[Bounding box annotation entries]
>> start

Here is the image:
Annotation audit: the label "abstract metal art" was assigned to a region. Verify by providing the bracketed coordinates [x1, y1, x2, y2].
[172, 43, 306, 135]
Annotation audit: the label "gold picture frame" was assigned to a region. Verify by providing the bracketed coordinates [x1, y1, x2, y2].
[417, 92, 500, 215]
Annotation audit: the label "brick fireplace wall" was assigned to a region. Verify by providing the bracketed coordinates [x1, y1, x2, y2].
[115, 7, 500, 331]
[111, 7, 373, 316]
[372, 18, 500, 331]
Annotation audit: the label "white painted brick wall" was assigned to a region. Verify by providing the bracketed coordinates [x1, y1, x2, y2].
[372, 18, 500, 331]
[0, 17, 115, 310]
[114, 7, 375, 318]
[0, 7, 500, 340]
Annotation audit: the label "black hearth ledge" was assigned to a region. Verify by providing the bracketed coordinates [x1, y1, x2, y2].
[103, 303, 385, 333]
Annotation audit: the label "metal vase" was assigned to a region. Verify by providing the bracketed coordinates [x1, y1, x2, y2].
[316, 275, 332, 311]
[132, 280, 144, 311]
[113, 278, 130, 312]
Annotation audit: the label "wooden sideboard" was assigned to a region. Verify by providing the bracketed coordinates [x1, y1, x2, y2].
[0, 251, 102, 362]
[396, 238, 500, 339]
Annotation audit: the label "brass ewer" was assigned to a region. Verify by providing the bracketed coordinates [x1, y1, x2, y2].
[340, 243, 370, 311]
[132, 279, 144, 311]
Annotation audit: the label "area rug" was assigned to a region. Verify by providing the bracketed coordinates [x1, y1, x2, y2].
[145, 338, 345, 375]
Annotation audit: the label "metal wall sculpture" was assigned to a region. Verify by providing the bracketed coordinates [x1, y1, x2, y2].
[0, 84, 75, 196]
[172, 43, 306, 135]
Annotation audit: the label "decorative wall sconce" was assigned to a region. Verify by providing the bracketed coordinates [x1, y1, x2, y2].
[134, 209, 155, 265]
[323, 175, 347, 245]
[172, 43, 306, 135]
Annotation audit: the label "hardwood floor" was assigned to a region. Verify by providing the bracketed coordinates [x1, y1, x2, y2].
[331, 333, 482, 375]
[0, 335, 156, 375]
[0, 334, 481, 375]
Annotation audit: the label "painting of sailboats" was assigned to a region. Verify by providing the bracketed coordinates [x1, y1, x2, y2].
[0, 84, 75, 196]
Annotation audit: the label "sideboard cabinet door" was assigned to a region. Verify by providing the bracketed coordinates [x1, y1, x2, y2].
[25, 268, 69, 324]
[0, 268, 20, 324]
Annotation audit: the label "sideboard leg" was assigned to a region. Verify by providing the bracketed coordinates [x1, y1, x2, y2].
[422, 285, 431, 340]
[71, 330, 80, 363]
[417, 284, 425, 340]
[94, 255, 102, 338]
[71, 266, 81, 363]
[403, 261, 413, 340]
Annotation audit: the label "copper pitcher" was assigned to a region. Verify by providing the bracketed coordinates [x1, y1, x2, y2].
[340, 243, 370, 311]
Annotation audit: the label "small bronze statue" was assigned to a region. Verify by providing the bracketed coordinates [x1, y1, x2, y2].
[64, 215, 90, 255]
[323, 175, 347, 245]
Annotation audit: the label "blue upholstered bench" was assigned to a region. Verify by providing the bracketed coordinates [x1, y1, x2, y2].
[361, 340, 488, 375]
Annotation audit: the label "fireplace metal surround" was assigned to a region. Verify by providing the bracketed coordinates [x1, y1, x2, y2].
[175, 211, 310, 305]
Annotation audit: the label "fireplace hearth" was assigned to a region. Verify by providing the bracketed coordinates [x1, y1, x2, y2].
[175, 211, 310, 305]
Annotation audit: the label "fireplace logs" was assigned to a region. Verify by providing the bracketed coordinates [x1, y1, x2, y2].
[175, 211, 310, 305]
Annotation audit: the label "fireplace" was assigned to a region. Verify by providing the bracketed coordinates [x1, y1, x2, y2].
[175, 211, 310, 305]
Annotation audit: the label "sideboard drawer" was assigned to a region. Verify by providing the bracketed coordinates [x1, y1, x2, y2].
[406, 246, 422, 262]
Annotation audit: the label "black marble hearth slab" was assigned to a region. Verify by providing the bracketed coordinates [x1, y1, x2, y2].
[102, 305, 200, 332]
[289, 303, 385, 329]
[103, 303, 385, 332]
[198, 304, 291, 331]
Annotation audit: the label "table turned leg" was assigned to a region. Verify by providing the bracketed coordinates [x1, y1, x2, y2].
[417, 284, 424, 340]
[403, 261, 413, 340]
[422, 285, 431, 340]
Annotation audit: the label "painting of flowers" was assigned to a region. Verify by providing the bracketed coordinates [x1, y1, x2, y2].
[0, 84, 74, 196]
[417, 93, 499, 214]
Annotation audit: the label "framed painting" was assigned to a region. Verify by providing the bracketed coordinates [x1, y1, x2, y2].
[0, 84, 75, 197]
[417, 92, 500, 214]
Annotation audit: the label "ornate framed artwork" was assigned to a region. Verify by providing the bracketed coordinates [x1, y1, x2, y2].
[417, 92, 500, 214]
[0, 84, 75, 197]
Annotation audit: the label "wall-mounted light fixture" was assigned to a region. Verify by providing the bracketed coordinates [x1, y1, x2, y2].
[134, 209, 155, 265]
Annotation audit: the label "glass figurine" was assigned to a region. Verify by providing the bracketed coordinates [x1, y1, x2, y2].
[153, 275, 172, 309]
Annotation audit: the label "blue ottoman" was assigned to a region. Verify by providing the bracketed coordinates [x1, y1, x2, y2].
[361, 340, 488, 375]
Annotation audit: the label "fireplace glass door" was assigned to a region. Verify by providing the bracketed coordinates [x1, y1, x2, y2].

>> end

__WRITTEN EXERCISE__:
Quote each line above in full, word for word.

__FINAL ANSWER__:
Here is the image:
Annotation audit: the label "abstract metal art" was assigned to a region. Verify by providing the bracketed coordinates [x1, y1, x2, y2].
[172, 43, 306, 135]
Annotation audit: the label "gold picture frame" was assigned to a region. Verify by providing the bracketed coordinates [x1, y1, x2, y2].
[417, 92, 500, 215]
Annotation audit: the label "brick fireplace wall" was assigned to a region. Verify by providing the bracketed coordinates [x1, y1, x2, y2].
[115, 7, 500, 331]
[111, 7, 373, 316]
[372, 18, 500, 331]
Annotation audit: the label "white painted brick wall" was assigned to a region. Verify by providing the bracketed coordinates [x1, y1, x2, y2].
[372, 18, 500, 331]
[0, 17, 115, 310]
[114, 7, 375, 318]
[0, 7, 500, 340]
Annotation audit: the label "black hearth ledge" was assigned to a region. Verify by providing the bracketed coordinates [x1, y1, x2, y2].
[103, 303, 385, 333]
Annotation audit: the label "metal vase" was assigned to a region. Verify by providing the bracketed coordinates [x1, y1, x2, y2].
[316, 275, 332, 311]
[132, 280, 144, 311]
[113, 278, 130, 312]
Annotation audit: the label "wooden sideboard" was assigned to a region. Verify by providing the bracketed coordinates [x1, y1, x2, y2].
[0, 251, 102, 362]
[396, 238, 500, 339]
Annotation audit: the label "brass ewer" was assigned to a region. Verify by providing the bracketed coordinates [x1, y1, x2, y2].
[340, 243, 370, 311]
[132, 279, 144, 311]
Annotation audit: the label "area rug" was assigned to a region. Verify by providing the bracketed coordinates [x1, y1, x2, y2].
[145, 338, 345, 375]
Annotation audit: the label "metal wall sculpture" was assigned to a region. Verify by providing the bracketed coordinates [x1, y1, x2, y2].
[0, 84, 75, 196]
[172, 43, 306, 135]
Annotation audit: the label "decorative wall sconce" was assigned to a region. Verify by providing the bracketed coordinates [x1, y1, x2, y2].
[134, 209, 155, 265]
[323, 175, 347, 245]
[172, 43, 306, 135]
Annotation audit: the label "hardwood floor" was assigned to a region. Verify by providing the bracketed coordinates [x1, y1, x2, y2].
[331, 333, 482, 375]
[0, 335, 156, 375]
[0, 334, 481, 375]
Annotation audit: the label "painting of sailboats" was assigned to a region. Verify by providing the bracketed coordinates [x1, y1, x2, y2].
[0, 84, 75, 196]
Annotation audit: the label "sideboard cabinet door" was assigned to a region. Verify by providing the bracketed coordinates [x1, y1, x2, y2].
[25, 268, 69, 324]
[0, 268, 20, 324]
Annotation audit: the label "sideboard leg" was assigned to a region. Verify by providing the bracketed coordinates [x1, y1, x2, y2].
[422, 285, 431, 340]
[71, 330, 80, 363]
[417, 284, 425, 340]
[94, 255, 102, 338]
[71, 266, 81, 363]
[403, 261, 413, 340]
Annotation audit: the label "copper pitcher" was assigned to a region. Verify by providing the bracketed coordinates [x1, y1, x2, y2].
[340, 243, 370, 311]
Annotation audit: the label "small bronze statue" was assigned to a region. Verify by providing the bracketed coordinates [x1, y1, x2, y2].
[64, 215, 90, 255]
[323, 175, 347, 245]
Annotation audit: the label "blue upholstered bench" was assigned to a region. Verify by providing the bracketed coordinates [x1, y1, x2, y2].
[361, 340, 488, 375]
Annotation audit: the label "fireplace metal surround" was assigned to a region. Verify by providing the bracketed coordinates [x1, y1, x2, y2].
[175, 211, 310, 305]
Annotation audit: the label "fireplace hearth" was assigned to a region. Verify by providing the bracketed coordinates [x1, y1, x2, y2].
[175, 211, 310, 305]
Annotation audit: the label "fireplace logs" was assigned to a region. Verify by providing the bracketed coordinates [x1, y1, x2, y2].
[175, 211, 310, 305]
Annotation audit: the label "fireplace" was assigned to a region. Verify by providing the bracketed coordinates [x1, y1, x2, y2].
[175, 211, 310, 305]
Annotation audit: the label "sideboard drawer" was assigned to a region. Verify by providing the bracketed coordinates [x1, y1, x2, y2].
[406, 246, 422, 262]
Annotation audit: the label "black marble hearth slab" was assigned to a region. Verify by providing the bracketed coordinates [x1, y1, x2, y2].
[102, 305, 200, 332]
[289, 303, 385, 329]
[103, 303, 385, 332]
[198, 304, 291, 331]
Annotation audit: the label "table turned leg" was assigned to a region. Verify by providing the bracketed coordinates [x1, y1, x2, y2].
[417, 284, 424, 340]
[403, 261, 413, 340]
[422, 285, 431, 340]
Annotation audit: the label "painting of flowers" was assigned to a region. Verify by providing the bracketed coordinates [x1, y1, x2, y2].
[0, 84, 74, 196]
[417, 93, 499, 214]
Annotation audit: the label "framed painting" was assigned to a region. Verify by providing the bracketed coordinates [x1, y1, x2, y2].
[0, 84, 75, 197]
[417, 92, 500, 214]
Annotation audit: the label "ornate framed artwork" was assigned to a region. Verify by providing the bracketed coordinates [x1, y1, x2, y2].
[417, 92, 500, 214]
[0, 84, 75, 197]
Annotation audit: the label "wall-mounted light fixture" was assigned to a region. Verify by providing the bracketed coordinates [x1, y1, x2, y2].
[134, 209, 155, 265]
Annotation audit: the label "glass figurine" was assigned to a region. Verify by providing the bracketed coordinates [x1, y1, x2, y2].
[153, 275, 172, 309]
Annotation audit: the label "blue ottoman" was assigned to a region. Verify by providing the bracketed coordinates [x1, y1, x2, y2].
[361, 340, 488, 375]
Annotation audit: the label "fireplace glass door" was assigned to a region. Verify by providing the bracketed coordinates [x1, y1, x2, y2].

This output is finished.